Ao Observador, Marta Lopes — que está atualmente com Alessandro Tondini a atualizar o estudo para incluir também a reforma de 1991 que permitiu a passagem das 48 para as 44 horas semanais — explica que o emprego em termos globais não foi afetado porque se os despedimentos aumentaram as contratações também subiram. E, assim, as duas forças contrárias acabaram por não alterar os níveis de emprego. “Olhámos para mudanças em contratações e despedimentos e, na média, ambos aumentaram, acabando por manter relativamente estável o número de trabalhadores“, indica.

Como o preço foi pago pelos consumidores

Nas vendas, houve um “aumento moderado” nas empresas abrangidas pela medida em relação àquelas que já  praticavam horários mais reduzidos e que, por isso, não foram afetadas pela nova lei. “Isso é surpreendente“, escrevem no estudo, considerando a “grande redução” nas horas de trabalho. Os investigadores lançam duas possíveis justificações: os trabalhadores tornaram-se mais produtivos por hora; ou, “em alternativa, isso pode também refletir o aumento dos preços”.

Nos cálculos dos investigadores, que olharam para a base de dados europeia do projeto de investigação KLEMS [capital (K), laboral (L), energia (E), materiais (M) e serviços (S)] para obter os preços agregados, a produtividade (medida através das vendas por hora trabalhada) aumentou cerca de 4% — e 3% se descontado o efeito da inflação agregada da altura, uma metodologia que permite perceber com mais clareza o efeito direto nas vendas.

Com a reforma, os custos das empresas subiram — reduzindo as horas de trabalho e mantendo-se os salários, subiram os custos por hora —, mas não ficaram aí. Foram transmitidos aos consumidores através dos preços. “Mostramos que isso reflete em parte preços mais altos em vez de volumes mais altos (ou constantes), através dos quais as empresas são capazes de transferir os custos de mão de obra mais elevados para os consumidores“, explicam, no estudo.

Os investigadores compararam empresas e setores que foram afetados pelas medidas com os chamados “grupos de controlo”. Entre 1995 e 1997 (ano que concluiu a primeira fase da medida), ambos os grupos tiveram uma evolução dos preços semelhantes, mas, a partir daí, observaram um “aumento relativo nos preços nos setores das empresas afetadas” pela mudança legislativa. Isso “claramente mostra que parte do aumento dos custos laborais que resultam de salários mais altos [por hora] é transmitido para os preços“.

OS DADOS >>

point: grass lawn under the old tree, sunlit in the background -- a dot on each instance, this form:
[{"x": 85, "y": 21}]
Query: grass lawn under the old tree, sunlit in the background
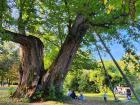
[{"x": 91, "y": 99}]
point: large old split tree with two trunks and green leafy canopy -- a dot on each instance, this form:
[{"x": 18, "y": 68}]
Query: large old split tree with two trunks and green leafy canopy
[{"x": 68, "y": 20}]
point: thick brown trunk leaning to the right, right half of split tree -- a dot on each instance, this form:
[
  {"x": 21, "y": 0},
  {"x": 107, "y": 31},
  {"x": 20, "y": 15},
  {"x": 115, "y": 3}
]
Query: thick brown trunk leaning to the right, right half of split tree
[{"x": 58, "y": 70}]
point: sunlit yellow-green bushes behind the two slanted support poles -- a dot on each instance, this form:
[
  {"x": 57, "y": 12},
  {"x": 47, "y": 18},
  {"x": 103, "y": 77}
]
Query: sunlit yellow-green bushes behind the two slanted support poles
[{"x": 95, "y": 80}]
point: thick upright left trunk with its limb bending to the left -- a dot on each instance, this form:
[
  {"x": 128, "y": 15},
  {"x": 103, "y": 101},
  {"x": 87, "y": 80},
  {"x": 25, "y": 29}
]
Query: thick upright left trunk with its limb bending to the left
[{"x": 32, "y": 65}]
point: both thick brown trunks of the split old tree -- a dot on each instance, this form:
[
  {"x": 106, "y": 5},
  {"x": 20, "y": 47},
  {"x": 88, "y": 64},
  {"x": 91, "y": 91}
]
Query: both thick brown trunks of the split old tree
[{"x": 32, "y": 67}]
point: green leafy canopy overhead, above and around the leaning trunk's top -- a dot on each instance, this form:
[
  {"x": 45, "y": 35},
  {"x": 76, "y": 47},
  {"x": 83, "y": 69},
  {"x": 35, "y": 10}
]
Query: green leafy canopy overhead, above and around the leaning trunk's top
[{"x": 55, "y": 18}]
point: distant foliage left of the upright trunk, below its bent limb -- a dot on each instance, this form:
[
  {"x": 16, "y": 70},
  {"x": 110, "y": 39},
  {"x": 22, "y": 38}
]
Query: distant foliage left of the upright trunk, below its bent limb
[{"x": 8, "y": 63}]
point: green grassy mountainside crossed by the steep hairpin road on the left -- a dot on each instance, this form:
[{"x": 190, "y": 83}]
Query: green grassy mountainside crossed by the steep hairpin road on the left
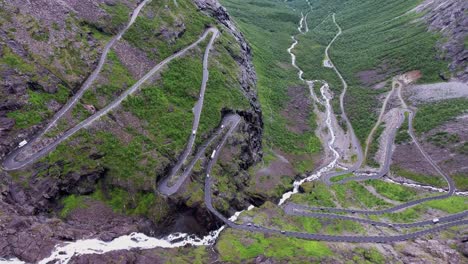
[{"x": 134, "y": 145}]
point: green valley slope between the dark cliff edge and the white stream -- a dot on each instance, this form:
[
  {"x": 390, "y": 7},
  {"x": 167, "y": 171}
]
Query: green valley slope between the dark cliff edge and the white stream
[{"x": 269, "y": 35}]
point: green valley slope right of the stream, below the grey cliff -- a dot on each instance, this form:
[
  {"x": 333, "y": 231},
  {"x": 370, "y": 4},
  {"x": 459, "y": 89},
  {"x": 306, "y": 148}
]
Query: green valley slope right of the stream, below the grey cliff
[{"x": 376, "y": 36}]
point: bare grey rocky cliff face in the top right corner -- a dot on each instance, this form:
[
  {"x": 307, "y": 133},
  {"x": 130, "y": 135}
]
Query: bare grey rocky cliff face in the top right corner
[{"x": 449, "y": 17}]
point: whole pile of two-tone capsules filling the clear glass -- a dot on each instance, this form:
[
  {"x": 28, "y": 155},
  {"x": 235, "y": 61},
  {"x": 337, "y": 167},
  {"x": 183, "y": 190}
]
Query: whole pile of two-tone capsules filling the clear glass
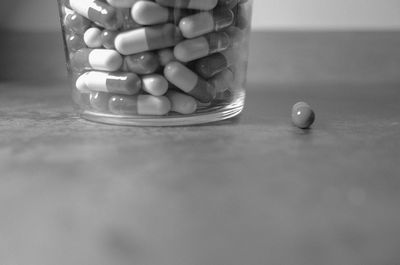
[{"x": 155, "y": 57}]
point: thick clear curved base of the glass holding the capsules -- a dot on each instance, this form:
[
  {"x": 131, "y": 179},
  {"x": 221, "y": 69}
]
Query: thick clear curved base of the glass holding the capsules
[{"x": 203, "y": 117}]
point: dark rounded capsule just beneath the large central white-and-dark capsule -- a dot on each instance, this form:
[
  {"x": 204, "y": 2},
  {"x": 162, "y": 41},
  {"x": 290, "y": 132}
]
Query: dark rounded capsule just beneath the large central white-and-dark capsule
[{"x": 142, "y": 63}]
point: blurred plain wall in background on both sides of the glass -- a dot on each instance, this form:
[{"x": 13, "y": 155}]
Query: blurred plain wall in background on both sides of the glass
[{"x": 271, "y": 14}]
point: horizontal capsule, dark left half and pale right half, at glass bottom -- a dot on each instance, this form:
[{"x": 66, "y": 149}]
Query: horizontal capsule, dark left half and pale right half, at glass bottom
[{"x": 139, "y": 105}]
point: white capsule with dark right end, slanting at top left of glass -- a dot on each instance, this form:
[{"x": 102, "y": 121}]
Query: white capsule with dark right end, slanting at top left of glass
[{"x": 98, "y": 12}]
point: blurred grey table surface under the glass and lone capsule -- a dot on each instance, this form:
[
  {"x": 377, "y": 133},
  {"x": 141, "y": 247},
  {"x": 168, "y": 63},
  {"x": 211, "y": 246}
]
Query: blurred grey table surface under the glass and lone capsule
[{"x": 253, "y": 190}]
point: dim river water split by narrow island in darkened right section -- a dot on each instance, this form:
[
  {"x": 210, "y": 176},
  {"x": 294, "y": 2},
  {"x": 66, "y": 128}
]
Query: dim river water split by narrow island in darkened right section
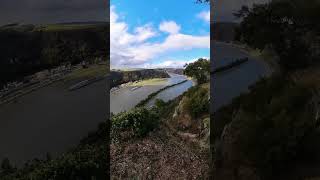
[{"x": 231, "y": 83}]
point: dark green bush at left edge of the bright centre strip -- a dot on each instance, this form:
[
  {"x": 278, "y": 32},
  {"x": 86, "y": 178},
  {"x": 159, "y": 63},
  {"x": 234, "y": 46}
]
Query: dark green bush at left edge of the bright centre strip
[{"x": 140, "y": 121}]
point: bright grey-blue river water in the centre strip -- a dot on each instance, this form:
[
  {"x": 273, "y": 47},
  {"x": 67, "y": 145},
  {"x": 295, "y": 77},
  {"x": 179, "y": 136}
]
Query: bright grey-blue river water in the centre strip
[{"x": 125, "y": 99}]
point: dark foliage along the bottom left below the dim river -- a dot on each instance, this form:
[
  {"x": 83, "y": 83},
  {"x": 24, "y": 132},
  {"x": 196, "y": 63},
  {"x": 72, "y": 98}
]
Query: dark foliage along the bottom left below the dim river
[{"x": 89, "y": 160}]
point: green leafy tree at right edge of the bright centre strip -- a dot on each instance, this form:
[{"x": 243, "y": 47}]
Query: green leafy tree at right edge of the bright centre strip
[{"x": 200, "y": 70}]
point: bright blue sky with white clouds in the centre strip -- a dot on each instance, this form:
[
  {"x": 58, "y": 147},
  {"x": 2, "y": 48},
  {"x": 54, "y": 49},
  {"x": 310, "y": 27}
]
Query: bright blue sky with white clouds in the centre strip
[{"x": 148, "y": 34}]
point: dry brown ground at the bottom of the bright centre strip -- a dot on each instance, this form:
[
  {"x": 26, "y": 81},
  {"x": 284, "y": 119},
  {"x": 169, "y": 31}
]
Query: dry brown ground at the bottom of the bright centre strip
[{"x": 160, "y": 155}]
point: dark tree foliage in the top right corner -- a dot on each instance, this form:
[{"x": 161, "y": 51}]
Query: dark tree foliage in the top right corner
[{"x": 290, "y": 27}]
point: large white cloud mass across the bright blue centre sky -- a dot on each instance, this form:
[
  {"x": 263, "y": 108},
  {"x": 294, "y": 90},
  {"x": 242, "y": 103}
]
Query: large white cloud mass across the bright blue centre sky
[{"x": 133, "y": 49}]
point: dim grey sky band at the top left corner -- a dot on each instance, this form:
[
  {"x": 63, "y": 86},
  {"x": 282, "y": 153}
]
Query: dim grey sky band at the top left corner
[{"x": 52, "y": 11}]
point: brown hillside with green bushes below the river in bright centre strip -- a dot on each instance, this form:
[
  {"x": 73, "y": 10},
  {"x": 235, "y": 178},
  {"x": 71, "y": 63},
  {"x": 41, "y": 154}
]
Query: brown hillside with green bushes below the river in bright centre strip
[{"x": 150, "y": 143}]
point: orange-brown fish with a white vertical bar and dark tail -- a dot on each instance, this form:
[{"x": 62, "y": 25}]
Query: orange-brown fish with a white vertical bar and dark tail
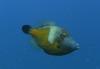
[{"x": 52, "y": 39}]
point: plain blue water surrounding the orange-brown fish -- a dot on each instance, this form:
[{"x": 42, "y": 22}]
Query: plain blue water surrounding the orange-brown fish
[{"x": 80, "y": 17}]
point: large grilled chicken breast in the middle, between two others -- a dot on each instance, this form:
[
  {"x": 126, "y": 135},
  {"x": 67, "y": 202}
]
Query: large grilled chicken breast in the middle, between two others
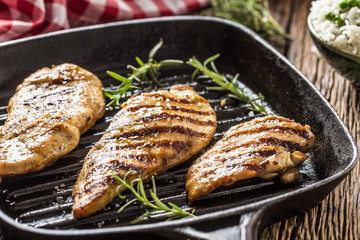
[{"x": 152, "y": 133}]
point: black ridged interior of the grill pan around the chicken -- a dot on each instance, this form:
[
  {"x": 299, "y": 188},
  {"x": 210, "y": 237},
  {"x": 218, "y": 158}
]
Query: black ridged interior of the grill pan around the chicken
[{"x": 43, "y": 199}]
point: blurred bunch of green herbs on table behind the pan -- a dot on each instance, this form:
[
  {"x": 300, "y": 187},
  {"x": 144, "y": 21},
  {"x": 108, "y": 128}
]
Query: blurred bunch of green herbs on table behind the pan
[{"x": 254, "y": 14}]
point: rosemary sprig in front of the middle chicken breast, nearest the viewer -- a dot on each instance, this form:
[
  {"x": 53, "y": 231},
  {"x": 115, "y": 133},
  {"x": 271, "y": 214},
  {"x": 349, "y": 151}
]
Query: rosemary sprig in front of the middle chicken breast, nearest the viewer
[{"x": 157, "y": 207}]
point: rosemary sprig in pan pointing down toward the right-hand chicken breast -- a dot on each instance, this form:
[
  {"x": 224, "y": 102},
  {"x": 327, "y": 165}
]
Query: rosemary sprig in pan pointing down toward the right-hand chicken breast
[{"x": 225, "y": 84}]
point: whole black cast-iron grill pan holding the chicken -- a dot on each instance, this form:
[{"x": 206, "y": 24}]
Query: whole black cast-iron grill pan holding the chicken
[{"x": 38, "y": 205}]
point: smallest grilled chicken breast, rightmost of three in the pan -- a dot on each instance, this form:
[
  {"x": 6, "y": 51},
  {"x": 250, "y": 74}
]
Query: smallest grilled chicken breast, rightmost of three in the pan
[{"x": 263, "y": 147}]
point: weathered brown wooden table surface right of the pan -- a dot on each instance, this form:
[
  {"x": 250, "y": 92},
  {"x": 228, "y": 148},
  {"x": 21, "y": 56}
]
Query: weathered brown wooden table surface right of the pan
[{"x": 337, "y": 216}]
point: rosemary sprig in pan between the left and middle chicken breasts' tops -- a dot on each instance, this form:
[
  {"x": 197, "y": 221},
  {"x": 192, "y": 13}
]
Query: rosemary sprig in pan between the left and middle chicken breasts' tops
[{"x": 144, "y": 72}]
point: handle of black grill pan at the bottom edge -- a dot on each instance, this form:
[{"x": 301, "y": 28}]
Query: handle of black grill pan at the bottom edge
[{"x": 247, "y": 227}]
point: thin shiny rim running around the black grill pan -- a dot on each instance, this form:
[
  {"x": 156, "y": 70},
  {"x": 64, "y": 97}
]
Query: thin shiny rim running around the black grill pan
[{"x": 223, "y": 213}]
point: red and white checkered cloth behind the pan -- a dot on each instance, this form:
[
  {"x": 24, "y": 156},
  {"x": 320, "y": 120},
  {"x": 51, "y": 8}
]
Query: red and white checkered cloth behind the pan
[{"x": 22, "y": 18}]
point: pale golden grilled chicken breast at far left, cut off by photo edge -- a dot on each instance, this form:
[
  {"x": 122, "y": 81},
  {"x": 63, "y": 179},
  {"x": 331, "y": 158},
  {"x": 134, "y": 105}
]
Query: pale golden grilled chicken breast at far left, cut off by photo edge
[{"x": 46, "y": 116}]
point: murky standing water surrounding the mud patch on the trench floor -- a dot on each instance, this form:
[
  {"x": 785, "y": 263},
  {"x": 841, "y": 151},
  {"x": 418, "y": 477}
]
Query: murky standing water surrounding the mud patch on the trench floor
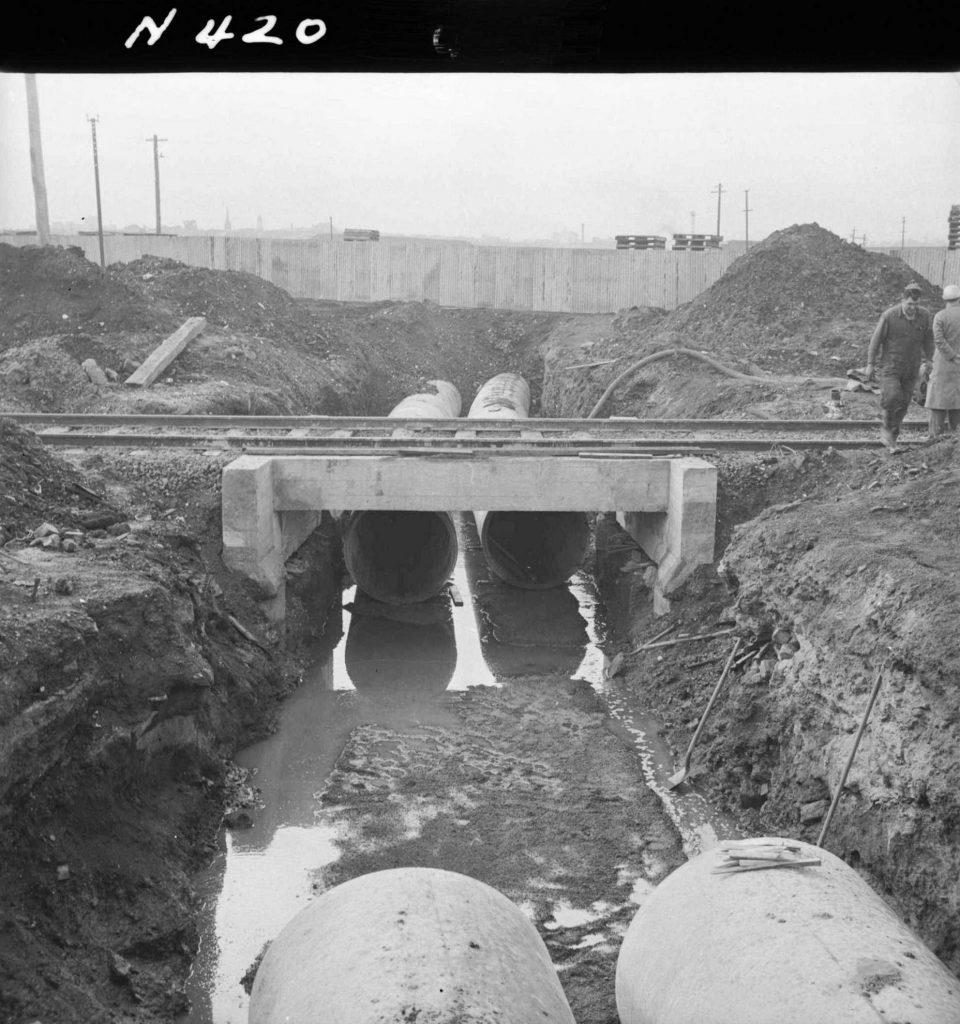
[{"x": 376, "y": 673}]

INSTRUÇÕES >> Como fica, no excerto sobre a redução do horário de trabalho, o trecho que vai de "Com a reforma, os" até "explicam, no estudo." se trocar "consumidores" por "clientes"? Baseie-se apenas no excerto.

RESPOSTA AO EXERCÍCIO >>
Com a reforma, os custos das empresas subiram — reduzindo as horas de trabalho e mantendo-se os salários, subiram os custos por hora —, mas não ficaram aí. Foram transmitidos aos clientes através dos preços. “Mostramos que isso reflete em parte preços mais altos em vez de volumes mais altos (ou constantes), através dos quais as empresas são capazes de transferir os custos de mão de obra mais elevados para os clientes“, explicam, no estudo.